--- TEXT SECTION ---
Begin

The Wheresville Project was an American rock 'n' roll band based out of Spartanburg, South Carolina. Their musical backgrounds are a unique blend of classic and southern rock, blues, and funk. The band consists of Brian Steinberg (vocals, rhythm guitar), Joseph Boscia (lead guitar), Hunter Mulkey (bass), Ben Lewson (drums).

History
The Wheresville Project members met in Spartanburg and originally performed as Simple Paradox until the spring of 2010 when the band’s name was changed to The Wheresville Project, after Mark Miller’s Wheresville Records in South Carolina. In September 2011, the band won Hub Bub's Next Big Thing Talent Competition in Spartanburg, putting themselves at the top of Spartanburg's music scene. After gaining popularity and notoriety in the Spartanburg area, the group began performing at larger venues and festivals across the southeast . During the summer of 2012, the band worked with producer and former bassist for The Marshall Tucker Band, Tim Lawter, on their debut album Four Years and Cities. The album was released on August 16, 2012, and has been well received by critics and the public alike. The group disbanded in 2013 and all four members are currently enrolled in colleges throughout the southeast.

Discography
EP (2011)
1. Sinner
2. Check Please
3. Bad and Moody
4. Right Stuff at the Right Time

Four Years and Cities (2012)

End

--- RAW RECORDS ---
Begin

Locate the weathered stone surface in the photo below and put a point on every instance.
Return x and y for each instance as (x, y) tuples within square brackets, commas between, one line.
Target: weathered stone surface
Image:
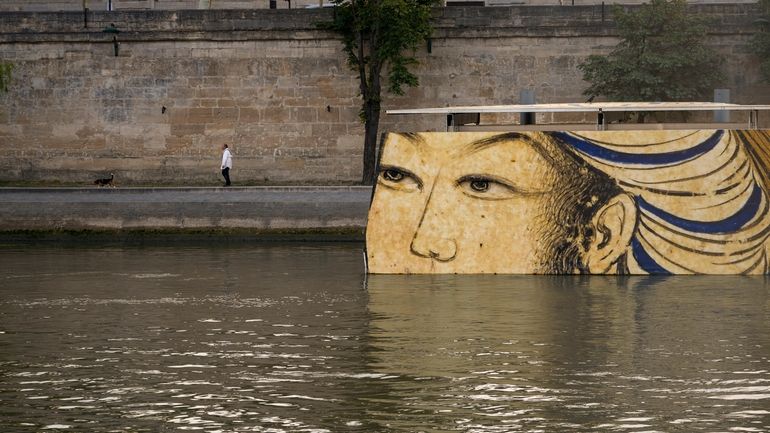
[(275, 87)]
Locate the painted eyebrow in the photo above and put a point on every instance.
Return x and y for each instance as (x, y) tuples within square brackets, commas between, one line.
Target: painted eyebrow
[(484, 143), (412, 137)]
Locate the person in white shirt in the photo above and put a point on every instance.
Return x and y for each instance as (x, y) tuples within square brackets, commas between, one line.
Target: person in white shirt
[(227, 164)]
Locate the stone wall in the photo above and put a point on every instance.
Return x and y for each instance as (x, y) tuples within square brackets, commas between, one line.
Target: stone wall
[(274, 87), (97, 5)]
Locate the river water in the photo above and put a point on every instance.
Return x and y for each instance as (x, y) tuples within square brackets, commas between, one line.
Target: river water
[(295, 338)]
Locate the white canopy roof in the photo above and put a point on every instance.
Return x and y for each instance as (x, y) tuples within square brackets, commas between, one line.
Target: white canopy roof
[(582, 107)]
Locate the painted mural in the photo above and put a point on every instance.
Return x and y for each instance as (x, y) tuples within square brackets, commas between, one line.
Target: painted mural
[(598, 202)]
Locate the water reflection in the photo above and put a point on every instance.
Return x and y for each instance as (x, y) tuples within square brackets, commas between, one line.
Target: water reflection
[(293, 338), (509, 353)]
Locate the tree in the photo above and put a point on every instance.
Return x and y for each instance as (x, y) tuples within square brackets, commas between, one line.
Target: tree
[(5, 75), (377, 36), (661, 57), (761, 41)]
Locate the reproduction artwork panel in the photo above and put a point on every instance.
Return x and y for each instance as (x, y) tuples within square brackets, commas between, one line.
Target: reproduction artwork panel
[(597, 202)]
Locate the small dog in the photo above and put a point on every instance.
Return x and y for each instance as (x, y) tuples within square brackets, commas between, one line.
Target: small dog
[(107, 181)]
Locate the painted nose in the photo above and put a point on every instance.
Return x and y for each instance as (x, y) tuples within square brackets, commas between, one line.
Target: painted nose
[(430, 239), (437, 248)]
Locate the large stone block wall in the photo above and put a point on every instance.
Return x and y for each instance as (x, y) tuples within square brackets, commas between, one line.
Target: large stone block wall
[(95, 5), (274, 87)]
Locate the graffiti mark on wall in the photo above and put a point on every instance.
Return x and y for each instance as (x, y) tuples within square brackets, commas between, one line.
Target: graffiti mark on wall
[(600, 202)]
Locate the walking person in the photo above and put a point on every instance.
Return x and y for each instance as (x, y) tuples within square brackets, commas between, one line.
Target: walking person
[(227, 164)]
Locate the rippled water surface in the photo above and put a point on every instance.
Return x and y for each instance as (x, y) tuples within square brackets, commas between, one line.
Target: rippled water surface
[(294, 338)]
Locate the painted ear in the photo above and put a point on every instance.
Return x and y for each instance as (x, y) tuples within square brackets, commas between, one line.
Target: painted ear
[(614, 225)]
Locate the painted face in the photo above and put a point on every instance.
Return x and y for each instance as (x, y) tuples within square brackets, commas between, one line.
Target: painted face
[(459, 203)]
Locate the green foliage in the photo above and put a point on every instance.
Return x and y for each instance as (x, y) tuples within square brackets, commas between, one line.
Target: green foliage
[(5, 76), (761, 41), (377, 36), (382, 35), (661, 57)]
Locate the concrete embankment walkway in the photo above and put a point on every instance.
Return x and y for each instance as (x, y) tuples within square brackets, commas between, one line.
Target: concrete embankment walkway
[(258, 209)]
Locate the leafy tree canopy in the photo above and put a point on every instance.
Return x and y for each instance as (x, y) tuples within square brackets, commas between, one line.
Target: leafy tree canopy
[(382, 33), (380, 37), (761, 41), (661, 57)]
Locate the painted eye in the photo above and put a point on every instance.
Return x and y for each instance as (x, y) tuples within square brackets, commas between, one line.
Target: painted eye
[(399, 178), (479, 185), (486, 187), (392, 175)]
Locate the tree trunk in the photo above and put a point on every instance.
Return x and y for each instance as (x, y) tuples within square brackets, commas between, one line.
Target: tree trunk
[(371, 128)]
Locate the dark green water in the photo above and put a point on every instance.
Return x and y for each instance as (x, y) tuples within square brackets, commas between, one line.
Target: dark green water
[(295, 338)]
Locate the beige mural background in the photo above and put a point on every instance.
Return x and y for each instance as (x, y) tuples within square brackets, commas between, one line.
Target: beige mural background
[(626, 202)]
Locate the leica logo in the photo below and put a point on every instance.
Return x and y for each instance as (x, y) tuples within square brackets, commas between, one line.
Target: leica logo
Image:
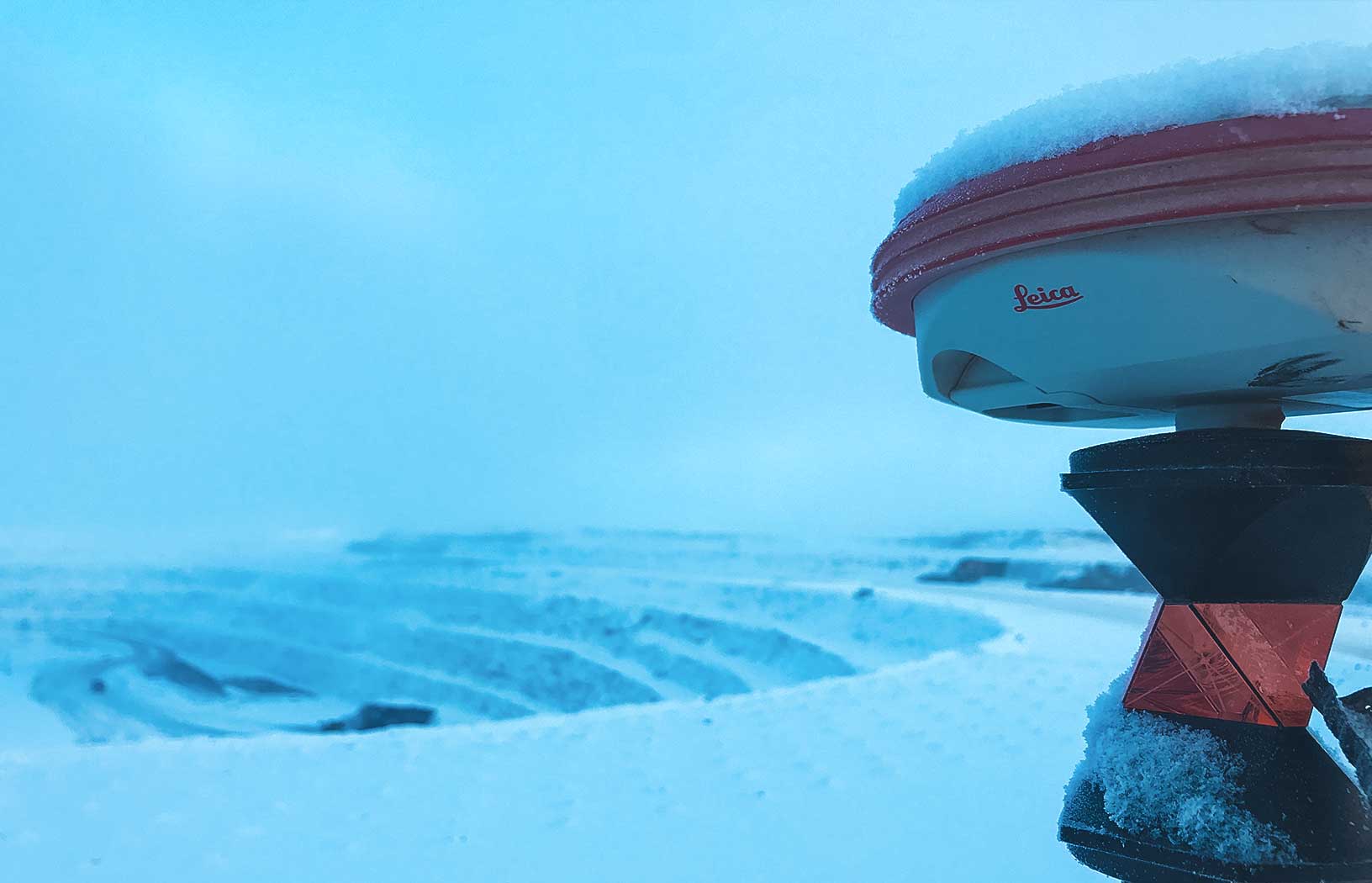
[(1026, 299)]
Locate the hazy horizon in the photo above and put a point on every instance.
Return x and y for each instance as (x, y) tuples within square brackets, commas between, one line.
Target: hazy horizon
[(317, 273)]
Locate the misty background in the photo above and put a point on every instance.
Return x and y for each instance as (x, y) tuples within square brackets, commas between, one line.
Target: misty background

End

--- EXERCISE REQUIREMENTS ---
**A.** Please set down the part of the text about The Wheresville Project starting with "The Wheresville Project was" and going on through "Ben Lewson (drums).", word for word.
**B.** Answer these from the text about The Wheresville Project:
(i) Under what name did the band perform before spring 2010?
(ii) Who produced the band's debut album?
(iii) What is the last track listed for the 2011 EP?

--- EXERCISE RESULTS ---
**A.**
The Wheresville Project was an American rock 'n' roll band based out of Spartanburg, South Carolina. Their musical backgrounds are a unique blend of classic and southern rock, blues, and funk. The band consists of Brian Steinberg (vocals, rhythm guitar), Joseph Boscia (lead guitar), Hunter Mulkey (bass), Ben Lewson (drums).

**B.**
(i) Simple Paradox
(ii) Tim Lawter
(iii) Right Stuff at the Right Time